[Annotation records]
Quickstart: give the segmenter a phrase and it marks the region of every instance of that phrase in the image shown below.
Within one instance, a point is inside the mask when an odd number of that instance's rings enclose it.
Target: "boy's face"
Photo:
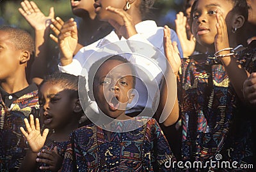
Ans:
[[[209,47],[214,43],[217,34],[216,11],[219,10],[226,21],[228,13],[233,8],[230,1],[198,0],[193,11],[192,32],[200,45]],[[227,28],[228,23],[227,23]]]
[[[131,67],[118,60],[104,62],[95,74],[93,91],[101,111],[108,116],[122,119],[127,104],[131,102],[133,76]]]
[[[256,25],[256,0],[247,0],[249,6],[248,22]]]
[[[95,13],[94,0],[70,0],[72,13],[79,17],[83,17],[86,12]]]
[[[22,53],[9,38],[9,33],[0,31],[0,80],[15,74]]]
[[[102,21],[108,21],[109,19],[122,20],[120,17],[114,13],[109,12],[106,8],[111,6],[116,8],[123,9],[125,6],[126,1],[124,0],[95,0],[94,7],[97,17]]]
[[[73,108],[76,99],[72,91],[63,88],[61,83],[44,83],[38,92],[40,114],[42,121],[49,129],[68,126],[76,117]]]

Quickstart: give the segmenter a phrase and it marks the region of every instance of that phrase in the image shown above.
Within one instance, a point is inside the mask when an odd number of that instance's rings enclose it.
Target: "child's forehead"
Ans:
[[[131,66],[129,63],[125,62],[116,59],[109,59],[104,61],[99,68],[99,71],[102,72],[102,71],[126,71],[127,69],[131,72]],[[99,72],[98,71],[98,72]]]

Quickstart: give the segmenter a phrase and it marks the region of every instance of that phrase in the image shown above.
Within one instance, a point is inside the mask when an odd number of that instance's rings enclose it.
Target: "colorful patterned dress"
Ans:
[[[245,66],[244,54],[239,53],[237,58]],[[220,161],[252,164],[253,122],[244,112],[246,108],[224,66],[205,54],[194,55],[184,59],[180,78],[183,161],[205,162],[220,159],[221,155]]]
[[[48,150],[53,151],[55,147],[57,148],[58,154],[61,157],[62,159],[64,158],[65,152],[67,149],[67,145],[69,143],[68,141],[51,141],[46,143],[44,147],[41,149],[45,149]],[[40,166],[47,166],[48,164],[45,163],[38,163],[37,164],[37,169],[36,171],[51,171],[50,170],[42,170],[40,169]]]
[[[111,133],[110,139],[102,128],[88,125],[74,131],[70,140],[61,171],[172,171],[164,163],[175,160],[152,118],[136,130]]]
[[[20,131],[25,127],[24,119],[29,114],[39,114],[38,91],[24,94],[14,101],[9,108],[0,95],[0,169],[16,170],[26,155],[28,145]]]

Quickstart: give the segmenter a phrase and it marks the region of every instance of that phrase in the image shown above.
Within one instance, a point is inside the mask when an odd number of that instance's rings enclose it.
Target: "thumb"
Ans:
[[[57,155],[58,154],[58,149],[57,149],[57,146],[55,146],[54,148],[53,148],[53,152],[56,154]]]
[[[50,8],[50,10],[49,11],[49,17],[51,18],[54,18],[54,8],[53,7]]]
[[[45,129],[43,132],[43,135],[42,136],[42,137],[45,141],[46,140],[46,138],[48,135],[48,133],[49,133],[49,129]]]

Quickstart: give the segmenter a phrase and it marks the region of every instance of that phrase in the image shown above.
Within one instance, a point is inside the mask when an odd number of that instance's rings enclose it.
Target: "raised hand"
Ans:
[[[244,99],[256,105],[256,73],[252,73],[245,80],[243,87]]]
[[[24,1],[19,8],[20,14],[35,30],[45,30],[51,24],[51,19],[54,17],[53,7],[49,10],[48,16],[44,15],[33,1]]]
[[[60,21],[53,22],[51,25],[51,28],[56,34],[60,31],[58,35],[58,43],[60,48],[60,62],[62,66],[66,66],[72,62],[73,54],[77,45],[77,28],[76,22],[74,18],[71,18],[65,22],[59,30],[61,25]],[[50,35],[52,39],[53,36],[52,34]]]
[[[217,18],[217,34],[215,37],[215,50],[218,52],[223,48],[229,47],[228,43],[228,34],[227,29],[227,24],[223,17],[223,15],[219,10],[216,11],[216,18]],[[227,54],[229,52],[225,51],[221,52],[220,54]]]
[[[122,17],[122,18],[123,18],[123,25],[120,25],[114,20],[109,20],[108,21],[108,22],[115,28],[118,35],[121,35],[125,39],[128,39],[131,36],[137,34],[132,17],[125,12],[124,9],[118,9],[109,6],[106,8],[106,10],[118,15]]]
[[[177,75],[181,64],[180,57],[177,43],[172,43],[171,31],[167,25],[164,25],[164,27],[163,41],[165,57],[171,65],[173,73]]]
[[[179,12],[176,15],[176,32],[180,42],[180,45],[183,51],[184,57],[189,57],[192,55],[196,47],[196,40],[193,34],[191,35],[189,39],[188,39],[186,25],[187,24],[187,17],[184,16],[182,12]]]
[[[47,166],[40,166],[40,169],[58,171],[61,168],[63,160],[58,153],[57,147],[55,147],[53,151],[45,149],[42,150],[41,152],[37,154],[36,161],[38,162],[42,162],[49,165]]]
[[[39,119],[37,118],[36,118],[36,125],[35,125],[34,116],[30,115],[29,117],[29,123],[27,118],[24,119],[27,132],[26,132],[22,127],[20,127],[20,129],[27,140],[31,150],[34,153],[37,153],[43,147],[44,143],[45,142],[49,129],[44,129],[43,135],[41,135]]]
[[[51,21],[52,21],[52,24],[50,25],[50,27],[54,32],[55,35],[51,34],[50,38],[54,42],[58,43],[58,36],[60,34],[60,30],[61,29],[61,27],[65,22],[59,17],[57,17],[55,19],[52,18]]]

▶ Task objective:
Find each line in the data above that contains the string "Target", with matching case, and copy those lines.

▶ Final result:
Target: "boy's face"
Target: "child's forehead"
Target: "colorful patterned dress"
Target: "thumb"
Target: "raised hand"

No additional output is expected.